• What the task asks
Without dropping or altering a single word, give the listing again.

• Record extracts
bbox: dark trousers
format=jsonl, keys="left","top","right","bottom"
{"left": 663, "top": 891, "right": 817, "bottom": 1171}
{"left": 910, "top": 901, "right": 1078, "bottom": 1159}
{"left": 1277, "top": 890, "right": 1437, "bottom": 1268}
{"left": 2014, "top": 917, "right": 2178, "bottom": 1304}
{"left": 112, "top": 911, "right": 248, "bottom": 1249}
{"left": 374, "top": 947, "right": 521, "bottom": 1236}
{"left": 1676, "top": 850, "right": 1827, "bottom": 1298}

• Expected output
bbox: dark trousers
format=jsonl, keys="left","top","right","bottom"
{"left": 663, "top": 891, "right": 817, "bottom": 1171}
{"left": 910, "top": 901, "right": 1078, "bottom": 1159}
{"left": 1277, "top": 890, "right": 1437, "bottom": 1268}
{"left": 2014, "top": 917, "right": 2178, "bottom": 1304}
{"left": 112, "top": 911, "right": 248, "bottom": 1249}
{"left": 374, "top": 947, "right": 521, "bottom": 1236}
{"left": 1676, "top": 850, "right": 1827, "bottom": 1298}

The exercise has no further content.